TASK TO COMPLETE: Give the entries again, word for word.

INPUT ROWS:
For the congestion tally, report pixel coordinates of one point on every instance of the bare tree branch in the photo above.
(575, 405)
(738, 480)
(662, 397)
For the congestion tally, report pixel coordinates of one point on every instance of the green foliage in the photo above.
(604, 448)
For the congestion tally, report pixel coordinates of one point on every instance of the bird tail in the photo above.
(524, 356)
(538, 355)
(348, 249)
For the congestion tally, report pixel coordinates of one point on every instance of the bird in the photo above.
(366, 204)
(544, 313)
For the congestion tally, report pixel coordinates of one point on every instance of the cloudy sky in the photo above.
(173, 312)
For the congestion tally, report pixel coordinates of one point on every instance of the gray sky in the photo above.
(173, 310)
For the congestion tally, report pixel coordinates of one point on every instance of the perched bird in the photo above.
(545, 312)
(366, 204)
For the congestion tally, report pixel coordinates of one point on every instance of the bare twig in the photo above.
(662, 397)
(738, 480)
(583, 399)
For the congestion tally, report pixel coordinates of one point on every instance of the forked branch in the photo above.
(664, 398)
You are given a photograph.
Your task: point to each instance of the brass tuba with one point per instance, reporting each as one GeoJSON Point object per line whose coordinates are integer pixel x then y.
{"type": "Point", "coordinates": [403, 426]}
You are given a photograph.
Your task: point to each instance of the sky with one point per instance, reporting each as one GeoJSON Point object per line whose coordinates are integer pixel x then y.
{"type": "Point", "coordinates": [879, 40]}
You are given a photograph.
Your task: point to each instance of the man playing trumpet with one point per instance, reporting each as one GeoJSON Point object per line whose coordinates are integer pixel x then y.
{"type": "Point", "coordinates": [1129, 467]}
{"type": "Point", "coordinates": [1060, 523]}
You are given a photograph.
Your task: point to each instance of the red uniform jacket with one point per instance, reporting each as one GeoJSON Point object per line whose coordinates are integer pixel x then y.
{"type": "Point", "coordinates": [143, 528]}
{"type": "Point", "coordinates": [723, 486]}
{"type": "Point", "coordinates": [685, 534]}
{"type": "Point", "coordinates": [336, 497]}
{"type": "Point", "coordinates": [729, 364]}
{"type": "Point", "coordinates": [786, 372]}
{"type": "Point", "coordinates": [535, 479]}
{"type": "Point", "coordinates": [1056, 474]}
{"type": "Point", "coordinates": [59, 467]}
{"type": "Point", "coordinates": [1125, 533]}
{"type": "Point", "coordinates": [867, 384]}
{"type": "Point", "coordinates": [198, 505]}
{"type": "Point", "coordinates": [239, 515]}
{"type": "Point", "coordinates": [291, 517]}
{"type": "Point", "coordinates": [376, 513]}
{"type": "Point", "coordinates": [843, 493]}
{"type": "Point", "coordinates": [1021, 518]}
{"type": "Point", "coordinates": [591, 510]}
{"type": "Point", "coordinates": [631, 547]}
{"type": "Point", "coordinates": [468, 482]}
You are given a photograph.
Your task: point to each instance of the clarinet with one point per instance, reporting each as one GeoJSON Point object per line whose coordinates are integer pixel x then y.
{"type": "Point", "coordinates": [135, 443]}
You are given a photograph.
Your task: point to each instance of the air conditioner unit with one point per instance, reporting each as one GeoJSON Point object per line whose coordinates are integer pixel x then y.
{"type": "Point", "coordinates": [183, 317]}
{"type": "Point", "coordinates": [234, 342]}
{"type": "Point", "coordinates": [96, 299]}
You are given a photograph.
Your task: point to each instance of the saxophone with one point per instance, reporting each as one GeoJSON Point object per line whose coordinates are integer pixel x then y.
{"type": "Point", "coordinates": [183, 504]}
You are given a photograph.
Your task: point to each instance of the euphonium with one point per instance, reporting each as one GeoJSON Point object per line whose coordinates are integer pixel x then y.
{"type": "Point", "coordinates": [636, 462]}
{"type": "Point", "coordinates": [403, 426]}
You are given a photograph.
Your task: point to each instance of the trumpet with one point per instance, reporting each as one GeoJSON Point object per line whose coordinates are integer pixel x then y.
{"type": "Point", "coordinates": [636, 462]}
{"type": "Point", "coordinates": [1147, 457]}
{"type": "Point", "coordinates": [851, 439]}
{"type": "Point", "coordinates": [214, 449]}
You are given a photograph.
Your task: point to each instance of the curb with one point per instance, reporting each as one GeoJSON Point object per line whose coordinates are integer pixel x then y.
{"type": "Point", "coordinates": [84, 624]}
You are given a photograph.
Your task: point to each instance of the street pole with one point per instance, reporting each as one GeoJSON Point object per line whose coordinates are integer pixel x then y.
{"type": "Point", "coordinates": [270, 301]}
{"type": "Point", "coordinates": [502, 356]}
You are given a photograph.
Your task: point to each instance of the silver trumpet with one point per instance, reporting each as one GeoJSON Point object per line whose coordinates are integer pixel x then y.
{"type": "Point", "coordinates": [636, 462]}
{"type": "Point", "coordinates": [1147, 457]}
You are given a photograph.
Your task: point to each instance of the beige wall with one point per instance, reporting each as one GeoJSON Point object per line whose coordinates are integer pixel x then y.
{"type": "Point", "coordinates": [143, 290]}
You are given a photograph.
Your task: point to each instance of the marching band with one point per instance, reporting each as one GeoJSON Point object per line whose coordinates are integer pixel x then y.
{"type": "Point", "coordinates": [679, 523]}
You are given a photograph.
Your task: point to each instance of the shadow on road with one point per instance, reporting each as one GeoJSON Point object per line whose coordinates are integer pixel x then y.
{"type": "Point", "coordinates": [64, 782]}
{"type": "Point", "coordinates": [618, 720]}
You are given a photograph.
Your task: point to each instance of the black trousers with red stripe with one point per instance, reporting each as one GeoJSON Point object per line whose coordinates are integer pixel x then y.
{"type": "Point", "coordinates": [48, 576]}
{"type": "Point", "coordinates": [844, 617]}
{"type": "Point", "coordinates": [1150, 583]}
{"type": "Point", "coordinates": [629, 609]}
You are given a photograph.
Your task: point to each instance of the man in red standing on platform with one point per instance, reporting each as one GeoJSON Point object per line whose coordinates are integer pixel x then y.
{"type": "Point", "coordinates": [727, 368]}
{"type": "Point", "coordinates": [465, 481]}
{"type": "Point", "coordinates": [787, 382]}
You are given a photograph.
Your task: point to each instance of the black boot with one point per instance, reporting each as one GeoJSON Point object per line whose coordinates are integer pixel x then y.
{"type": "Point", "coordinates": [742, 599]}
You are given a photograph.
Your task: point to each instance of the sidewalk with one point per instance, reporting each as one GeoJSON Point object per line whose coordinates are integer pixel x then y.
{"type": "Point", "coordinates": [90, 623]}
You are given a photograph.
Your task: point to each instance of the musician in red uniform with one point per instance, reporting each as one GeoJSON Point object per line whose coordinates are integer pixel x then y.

COMPLETE RESPONSE:
For the congestion tally, report pixel coordinates of one point on every instance of the bare tree branch in the photo above.
(575, 405)
(738, 480)
(662, 397)
For the congestion tally, report pixel coordinates of one point on every instance of the green foliage in the photo above.
(604, 448)
For the congestion tally, report pixel coordinates of one point on every instance of the bird tail in the photo above.
(524, 356)
(538, 355)
(348, 249)
For the congestion tally, report pixel coordinates of one point on every instance of the bird in the photo above.
(366, 204)
(544, 313)
For the congestion tally, report pixel coordinates of one point on every instance of the cloudy sky in the photo above.
(173, 312)
For the congestion tally, report pixel coordinates of one point on every instance of the gray sky in the photo above.
(173, 310)
For the congestion tally, report pixel coordinates of one point on every instance of the perched bird in the photo above.
(545, 312)
(366, 204)
For the congestion tally, report pixel coordinates of one point on every instance of the bare twig in the photo above.
(662, 397)
(738, 480)
(583, 399)
For the congestion tally, report pixel coordinates of one point on every instance of the forked branch in the photo above.
(664, 398)
You are given a photograph.
Your task: point to each instance of the brass tuba with one point per instance, reporting each as one GeoJSON Point object per line whose coordinates are integer pixel x then y.
{"type": "Point", "coordinates": [403, 426]}
You are given a photograph.
Your task: point to each instance of the sky with one point per instance, reporting each as one GeoJSON Point object per line whose coordinates are integer pixel x then y.
{"type": "Point", "coordinates": [879, 40]}
You are given a photograph.
Your task: point to each instance of the man playing trumpet with one point per instance, reporting each as one GeoJSON Point object per line whose coordinates are integer pixel x then y.
{"type": "Point", "coordinates": [1129, 467]}
{"type": "Point", "coordinates": [1060, 523]}
You are given a photograph.
Your task: point to each instance of the red uniform jacket with one point per instance, reporting each as one GeoJSON Point object per line whose coordinates are integer pixel x then y.
{"type": "Point", "coordinates": [143, 528]}
{"type": "Point", "coordinates": [723, 486]}
{"type": "Point", "coordinates": [685, 534]}
{"type": "Point", "coordinates": [336, 497]}
{"type": "Point", "coordinates": [729, 364]}
{"type": "Point", "coordinates": [786, 372]}
{"type": "Point", "coordinates": [535, 479]}
{"type": "Point", "coordinates": [1056, 474]}
{"type": "Point", "coordinates": [59, 467]}
{"type": "Point", "coordinates": [1125, 533]}
{"type": "Point", "coordinates": [867, 384]}
{"type": "Point", "coordinates": [198, 505]}
{"type": "Point", "coordinates": [239, 515]}
{"type": "Point", "coordinates": [291, 517]}
{"type": "Point", "coordinates": [376, 513]}
{"type": "Point", "coordinates": [843, 493]}
{"type": "Point", "coordinates": [1021, 518]}
{"type": "Point", "coordinates": [591, 510]}
{"type": "Point", "coordinates": [631, 547]}
{"type": "Point", "coordinates": [468, 482]}
You are given a photograph.
Your task: point to each instance of the clarinet with one point per instance, reporting each as one GeoJSON Point object per line whose coordinates are integer pixel x then y.
{"type": "Point", "coordinates": [135, 443]}
You are given a photograph.
Your task: point to each instance of the air conditioner unit with one point per instance, reporting each as one GeoJSON Point object per line whose coordinates are integer pixel x then y.
{"type": "Point", "coordinates": [183, 317]}
{"type": "Point", "coordinates": [234, 342]}
{"type": "Point", "coordinates": [96, 299]}
You are given a photograph.
Your task: point to each instance of the saxophone with one point per instance, reporting each as one GeoJSON Point object per line whose coordinates are integer pixel x then y.
{"type": "Point", "coordinates": [183, 504]}
You are given a photograph.
Your task: point to each instance of the euphonium with one point per instance, reporting each as one GeoJSON Point object per line whose coordinates are integer pixel x then y.
{"type": "Point", "coordinates": [636, 462]}
{"type": "Point", "coordinates": [403, 426]}
You are given a photograph.
Your task: point to each instance of the trumpet with one point per instance, reporting each as one GeoJSON Point object per line whose coordinates are integer pixel x then y.
{"type": "Point", "coordinates": [636, 462]}
{"type": "Point", "coordinates": [1147, 457]}
{"type": "Point", "coordinates": [851, 439]}
{"type": "Point", "coordinates": [214, 449]}
You are given a photograph.
Your task: point to each instance of the curb with one point per instance, reporting each as one GeoJSON Point object per line whose coordinates are integer pixel x then y.
{"type": "Point", "coordinates": [84, 624]}
You are given a photograph.
Your task: point to each instance of the street pole with one point per instance, reporting each as one GeoJSON Point object per line whose coordinates are integer pixel x then y.
{"type": "Point", "coordinates": [270, 301]}
{"type": "Point", "coordinates": [502, 356]}
You are given a photograph.
Your task: point to each instance of the silver trumpet with one point per instance, reporting each as one GeoJSON Point object per line whose coordinates are integer pixel x then y.
{"type": "Point", "coordinates": [636, 462]}
{"type": "Point", "coordinates": [1147, 457]}
You are given a photograph.
Your task: point to each instance of the beige wall with one point per instance, reporting each as one GeoJSON Point object per line whose coordinates are integer pixel x then y.
{"type": "Point", "coordinates": [143, 290]}
You are given a photograph.
Your task: point to each instance of the marching band with one point per instance, reporting each as one GeoJSON Point object per line whose coordinates are integer pixel x then y.
{"type": "Point", "coordinates": [679, 523]}
You are given a photograph.
Your task: point to each instance of the shadow on road with one point per instance, reporting each as one GeoJSON Point object per line whose coordinates are integer pixel x then y.
{"type": "Point", "coordinates": [64, 782]}
{"type": "Point", "coordinates": [618, 720]}
You are given a photograph.
Your task: point to each instance of the black trousers with red stripe with one point per instance, reporting each as one GeoJSON Point object per line whose coordinates are integer pixel x then y.
{"type": "Point", "coordinates": [48, 576]}
{"type": "Point", "coordinates": [844, 617]}
{"type": "Point", "coordinates": [1150, 583]}
{"type": "Point", "coordinates": [629, 609]}
You are given a photograph.
Your task: point to each instance of the man in red standing on platform with one point per instance, reporting each as one GeoJSON Point object per line whose coordinates are integer pixel x then y.
{"type": "Point", "coordinates": [727, 368]}
{"type": "Point", "coordinates": [465, 481]}
{"type": "Point", "coordinates": [787, 382]}
You are given a photograph.
Your task: point to each instance of the black boot with one point per instance, reporting each as one GeoJSON Point object per line whose coordinates are integer pixel x then y.
{"type": "Point", "coordinates": [742, 599]}
You are given a photograph.
Your task: point to each instance of the sidewalk with one point per instance, reporting each as one GeoJSON Point object per line whose coordinates are integer pixel x then y.
{"type": "Point", "coordinates": [90, 623]}
You are given a photograph.
Your task: point to each instance of the musician in red uniform with one point per instance, reporting each as one GeoJSON Point object per line whose coordinates are integer pixel x then y.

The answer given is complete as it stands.